Without altering a single word, repeat the records that follow.

▶ [Stored data entries]
________

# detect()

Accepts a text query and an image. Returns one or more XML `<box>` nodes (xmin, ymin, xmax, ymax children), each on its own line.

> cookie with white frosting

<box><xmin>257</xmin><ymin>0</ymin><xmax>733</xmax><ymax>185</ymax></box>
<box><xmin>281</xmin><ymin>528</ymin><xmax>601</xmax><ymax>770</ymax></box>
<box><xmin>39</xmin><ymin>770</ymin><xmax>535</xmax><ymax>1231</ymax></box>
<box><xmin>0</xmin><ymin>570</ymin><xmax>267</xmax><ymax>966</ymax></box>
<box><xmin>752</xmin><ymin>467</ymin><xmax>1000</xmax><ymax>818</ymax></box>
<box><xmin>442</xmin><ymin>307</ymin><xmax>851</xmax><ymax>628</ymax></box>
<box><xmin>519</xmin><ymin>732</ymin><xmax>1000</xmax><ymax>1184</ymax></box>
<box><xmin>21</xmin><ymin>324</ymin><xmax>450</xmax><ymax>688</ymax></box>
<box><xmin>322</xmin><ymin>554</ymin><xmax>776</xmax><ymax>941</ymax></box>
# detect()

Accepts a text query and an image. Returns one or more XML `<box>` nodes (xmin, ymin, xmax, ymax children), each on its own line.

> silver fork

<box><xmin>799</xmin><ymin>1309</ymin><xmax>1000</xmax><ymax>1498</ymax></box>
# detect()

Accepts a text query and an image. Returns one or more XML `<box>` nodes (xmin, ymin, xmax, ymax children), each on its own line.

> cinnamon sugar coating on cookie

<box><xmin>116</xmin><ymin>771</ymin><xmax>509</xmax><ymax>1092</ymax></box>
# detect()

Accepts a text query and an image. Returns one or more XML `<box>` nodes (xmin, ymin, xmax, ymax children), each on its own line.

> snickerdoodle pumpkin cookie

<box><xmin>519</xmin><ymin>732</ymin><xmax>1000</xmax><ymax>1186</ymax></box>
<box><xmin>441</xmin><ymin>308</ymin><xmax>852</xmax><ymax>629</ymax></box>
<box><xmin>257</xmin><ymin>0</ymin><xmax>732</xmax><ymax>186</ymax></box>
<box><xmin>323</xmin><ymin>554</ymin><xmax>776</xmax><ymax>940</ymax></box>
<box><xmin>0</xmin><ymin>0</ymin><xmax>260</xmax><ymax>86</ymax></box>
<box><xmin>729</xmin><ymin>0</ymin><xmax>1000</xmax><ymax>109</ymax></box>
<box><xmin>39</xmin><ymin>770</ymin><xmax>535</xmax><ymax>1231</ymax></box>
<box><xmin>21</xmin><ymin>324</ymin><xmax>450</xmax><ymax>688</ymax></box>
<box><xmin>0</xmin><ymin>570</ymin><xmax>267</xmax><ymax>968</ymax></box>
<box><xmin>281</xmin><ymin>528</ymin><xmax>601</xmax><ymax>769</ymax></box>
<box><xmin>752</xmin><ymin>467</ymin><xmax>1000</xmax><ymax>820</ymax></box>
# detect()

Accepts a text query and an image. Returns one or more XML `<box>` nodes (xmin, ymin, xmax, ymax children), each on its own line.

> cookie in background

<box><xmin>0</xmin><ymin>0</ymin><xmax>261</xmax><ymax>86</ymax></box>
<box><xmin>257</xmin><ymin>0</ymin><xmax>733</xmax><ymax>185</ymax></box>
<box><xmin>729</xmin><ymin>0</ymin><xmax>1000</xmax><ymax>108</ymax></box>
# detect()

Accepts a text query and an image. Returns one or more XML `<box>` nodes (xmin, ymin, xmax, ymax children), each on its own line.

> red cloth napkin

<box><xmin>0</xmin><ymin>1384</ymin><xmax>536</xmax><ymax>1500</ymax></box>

________

▶ [RESULT OF THIS TASK]
# detect()

Accepts a text query and an image. Returns one or more XML `<box>` nodes (xmin, ymin, xmax, ymax children), each on its own line.

> cookie with white frosting

<box><xmin>257</xmin><ymin>0</ymin><xmax>733</xmax><ymax>185</ymax></box>
<box><xmin>281</xmin><ymin>528</ymin><xmax>601</xmax><ymax>770</ymax></box>
<box><xmin>39</xmin><ymin>770</ymin><xmax>535</xmax><ymax>1231</ymax></box>
<box><xmin>0</xmin><ymin>570</ymin><xmax>267</xmax><ymax>966</ymax></box>
<box><xmin>752</xmin><ymin>467</ymin><xmax>1000</xmax><ymax>818</ymax></box>
<box><xmin>442</xmin><ymin>307</ymin><xmax>851</xmax><ymax>628</ymax></box>
<box><xmin>519</xmin><ymin>732</ymin><xmax>1000</xmax><ymax>1184</ymax></box>
<box><xmin>21</xmin><ymin>324</ymin><xmax>450</xmax><ymax>688</ymax></box>
<box><xmin>322</xmin><ymin>554</ymin><xmax>776</xmax><ymax>941</ymax></box>
# detect()

Accepts a text query and an image. Returns one or more XML `<box>` nodes (xmin, ymin, xmax, ymax children), each on its own line.

> silver fork

<box><xmin>799</xmin><ymin>1309</ymin><xmax>1000</xmax><ymax>1498</ymax></box>
# detect()

Accepts a text query and an image. Returns one or more XML `<box>` nodes (xmin, ymin, xmax, ymax children), each on its own line.

> cinnamon sugar coating on cookie

<box><xmin>116</xmin><ymin>771</ymin><xmax>509</xmax><ymax>1092</ymax></box>
# detect()

Accepts a text query and an image. Returns one or more XML `<box>` nodes (xmin, ymin, xmax, ymax children), each on its own line.

> snickerdoodle pumpkin cookie

<box><xmin>519</xmin><ymin>732</ymin><xmax>1000</xmax><ymax>1186</ymax></box>
<box><xmin>441</xmin><ymin>308</ymin><xmax>852</xmax><ymax>629</ymax></box>
<box><xmin>257</xmin><ymin>0</ymin><xmax>732</xmax><ymax>186</ymax></box>
<box><xmin>323</xmin><ymin>554</ymin><xmax>776</xmax><ymax>940</ymax></box>
<box><xmin>0</xmin><ymin>0</ymin><xmax>260</xmax><ymax>86</ymax></box>
<box><xmin>729</xmin><ymin>0</ymin><xmax>1000</xmax><ymax>109</ymax></box>
<box><xmin>39</xmin><ymin>770</ymin><xmax>535</xmax><ymax>1231</ymax></box>
<box><xmin>21</xmin><ymin>324</ymin><xmax>450</xmax><ymax>688</ymax></box>
<box><xmin>0</xmin><ymin>570</ymin><xmax>267</xmax><ymax>968</ymax></box>
<box><xmin>281</xmin><ymin>528</ymin><xmax>601</xmax><ymax>769</ymax></box>
<box><xmin>752</xmin><ymin>467</ymin><xmax>1000</xmax><ymax>820</ymax></box>
# detect()

Accepts a text query and an image. Returns one or more XML `<box>` nodes (xmin, ymin, xmax, ymax children), each on its own line.

> cookie in background

<box><xmin>0</xmin><ymin>0</ymin><xmax>261</xmax><ymax>86</ymax></box>
<box><xmin>257</xmin><ymin>0</ymin><xmax>733</xmax><ymax>185</ymax></box>
<box><xmin>729</xmin><ymin>0</ymin><xmax>1000</xmax><ymax>108</ymax></box>
# detect()

Accepts a text query and an image. Returns one or more XML `<box>` nodes (xmin, ymin, xmax, ymax children), each on its own line.

> red cloth napkin

<box><xmin>0</xmin><ymin>1384</ymin><xmax>536</xmax><ymax>1500</ymax></box>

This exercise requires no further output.